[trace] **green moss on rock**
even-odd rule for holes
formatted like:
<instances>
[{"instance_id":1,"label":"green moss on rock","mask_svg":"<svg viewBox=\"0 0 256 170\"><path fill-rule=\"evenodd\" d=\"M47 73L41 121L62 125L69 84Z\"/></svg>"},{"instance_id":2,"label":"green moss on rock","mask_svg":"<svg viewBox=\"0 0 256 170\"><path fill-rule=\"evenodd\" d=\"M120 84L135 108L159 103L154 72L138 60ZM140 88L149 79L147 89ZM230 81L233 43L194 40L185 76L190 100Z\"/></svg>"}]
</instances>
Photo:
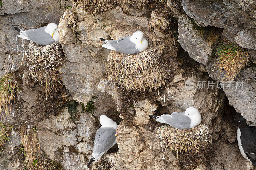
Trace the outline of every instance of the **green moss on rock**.
<instances>
[{"instance_id":1,"label":"green moss on rock","mask_svg":"<svg viewBox=\"0 0 256 170\"><path fill-rule=\"evenodd\" d=\"M70 119L73 121L77 118L77 105L78 103L73 100L68 103L67 106L68 108L68 111L70 114Z\"/></svg>"}]
</instances>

--- --- ---

- **TASK PROMPT**
Reproduce all of the items above word for word, leaving out the pictures.

- **ANSWER IN FULL**
[trace] **green moss on rock**
even-odd rule for holes
formatted like:
<instances>
[{"instance_id":1,"label":"green moss on rock","mask_svg":"<svg viewBox=\"0 0 256 170\"><path fill-rule=\"evenodd\" d=\"M47 73L41 121L62 125L69 84Z\"/></svg>"},{"instance_id":2,"label":"green moss on rock","mask_svg":"<svg viewBox=\"0 0 256 170\"><path fill-rule=\"evenodd\" d=\"M120 84L135 108L159 103L154 72L138 60ZM140 88L149 79L147 89ZM230 81L233 43L194 40L185 76L190 100Z\"/></svg>"}]
</instances>
Photo:
Trace the outline of every instance of the **green moss on rock**.
<instances>
[{"instance_id":1,"label":"green moss on rock","mask_svg":"<svg viewBox=\"0 0 256 170\"><path fill-rule=\"evenodd\" d=\"M70 119L73 121L77 118L77 105L78 103L73 100L68 103L67 106L68 108L68 111L70 114Z\"/></svg>"}]
</instances>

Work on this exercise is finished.